Rewrite every line of the rows below as a JSON list of strings, one string per line, leaving out any blank lines.

☆ ☆ ☆

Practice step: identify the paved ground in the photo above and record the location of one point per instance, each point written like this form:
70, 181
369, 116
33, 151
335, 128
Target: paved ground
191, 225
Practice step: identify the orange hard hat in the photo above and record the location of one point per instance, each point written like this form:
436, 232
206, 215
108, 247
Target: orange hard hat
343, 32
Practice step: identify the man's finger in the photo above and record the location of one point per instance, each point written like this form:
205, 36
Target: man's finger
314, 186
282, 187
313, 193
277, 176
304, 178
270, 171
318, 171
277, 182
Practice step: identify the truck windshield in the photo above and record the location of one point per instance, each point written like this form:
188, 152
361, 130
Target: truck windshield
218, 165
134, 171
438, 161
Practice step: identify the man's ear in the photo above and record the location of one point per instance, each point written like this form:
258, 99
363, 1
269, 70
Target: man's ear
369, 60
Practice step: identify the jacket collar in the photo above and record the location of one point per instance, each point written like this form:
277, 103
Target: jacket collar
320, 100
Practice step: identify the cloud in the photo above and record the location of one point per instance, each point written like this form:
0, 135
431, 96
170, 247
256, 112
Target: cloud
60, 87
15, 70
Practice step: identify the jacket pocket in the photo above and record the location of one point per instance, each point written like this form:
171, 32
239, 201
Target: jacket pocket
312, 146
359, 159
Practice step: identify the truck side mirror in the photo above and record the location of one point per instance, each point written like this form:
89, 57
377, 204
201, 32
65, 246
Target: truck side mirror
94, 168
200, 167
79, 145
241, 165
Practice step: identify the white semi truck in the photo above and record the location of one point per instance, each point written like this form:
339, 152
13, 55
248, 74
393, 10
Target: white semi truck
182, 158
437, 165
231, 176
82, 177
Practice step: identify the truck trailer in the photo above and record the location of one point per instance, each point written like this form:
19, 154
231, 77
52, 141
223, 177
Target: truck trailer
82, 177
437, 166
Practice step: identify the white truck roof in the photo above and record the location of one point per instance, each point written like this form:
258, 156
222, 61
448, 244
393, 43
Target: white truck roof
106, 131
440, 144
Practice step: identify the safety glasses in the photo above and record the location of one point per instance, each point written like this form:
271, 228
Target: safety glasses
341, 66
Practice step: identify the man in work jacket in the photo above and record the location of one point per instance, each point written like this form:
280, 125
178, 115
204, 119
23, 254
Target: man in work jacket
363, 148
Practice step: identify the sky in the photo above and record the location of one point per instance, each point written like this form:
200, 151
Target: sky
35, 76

☆ ☆ ☆

• **RESPONSE FOR THIS EXERCISE**
[
  "Practice step: identify the paved ground in the photo above and record the location of one point per instance, each point written like this form:",
  "70, 181",
  "369, 116",
  "33, 151",
  "335, 128",
  "Target: paved ground",
  "191, 225",
  "Practice step: identify the orange hard hat in the photo above and record the location of one point per instance, each point written like this form:",
  "436, 232",
  "206, 215",
  "108, 247",
  "Target: orange hard hat",
  "343, 32",
  "Practice step: identify the man's finger in the photo above and record the location of one point per instance, each point written like this form:",
  "205, 36",
  "Target: man's finger",
  "314, 186",
  "282, 187",
  "313, 193",
  "277, 176",
  "304, 178",
  "270, 171",
  "318, 171",
  "277, 182",
  "Practice step: identify the truck windshield in the photo above and record the location of one point per instance, each point written like this form:",
  "188, 152",
  "361, 130",
  "Target: truck windshield",
  "218, 165",
  "134, 171",
  "438, 161",
  "Practice step: identify the man's ear in the photo above and record the location of one point per instance, each point written like this form:",
  "258, 99",
  "363, 1",
  "269, 70",
  "Target: man's ear",
  "369, 60",
  "Practice step: identify the jacket collar in the photo above and record the location of one point per instance, each point written like this form:",
  "277, 103",
  "Target: jacket collar",
  "320, 100",
  "Practice step: identify the cloud in the photo above and record the location of one point per instance, each point written like this form:",
  "0, 135",
  "431, 96",
  "170, 247",
  "256, 112",
  "Target: cloud",
  "60, 87",
  "15, 70",
  "Practice step: identify the jacket pocket in the photo above and record the location of one point per instance, each point written like this form:",
  "171, 32",
  "239, 201",
  "Target: jacket pocket",
  "312, 146",
  "359, 159",
  "Practice step: identify the truck side mirror in the photo above and record the location of one point per instance, each point written like this form:",
  "89, 57",
  "377, 204",
  "201, 32",
  "65, 246",
  "Target: truck side mirror",
  "94, 168",
  "200, 167",
  "79, 145",
  "241, 165",
  "Practice step: identify the white semi truck in the photo above and record the location of one point per instance, each point written like this form:",
  "339, 152",
  "13, 55",
  "248, 74",
  "393, 10",
  "Target: white semi truck",
  "182, 158",
  "437, 165",
  "231, 176",
  "82, 177",
  "Practice step: identify the truck trailer in the photo above and record the location of one point per instance, each point written like this form:",
  "19, 154",
  "231, 77",
  "52, 141",
  "223, 177",
  "Target: truck trailer",
  "82, 177",
  "437, 166",
  "Practice step: identify the white truck roof in the photo above and record the location of one point per instance, each point written like this form:",
  "258, 156",
  "222, 61",
  "448, 244",
  "393, 43",
  "Target: white truck roof",
  "106, 131",
  "440, 144",
  "Practice step: identify the safety glasses in the photo above and record the location of one point per instance, each point written like this form:",
  "271, 228",
  "Target: safety glasses",
  "341, 66",
  "Practice step: identify the man in work jacket in the photo above and record the location of one point per instance, each point written like this form:",
  "280, 125",
  "178, 115",
  "204, 119",
  "23, 254",
  "Target: man in work jacket",
  "363, 148",
  "Practice step: identify the sky in the photo above and record the location of one point per instance, each point written like this form:",
  "200, 151",
  "Target: sky",
  "35, 76"
]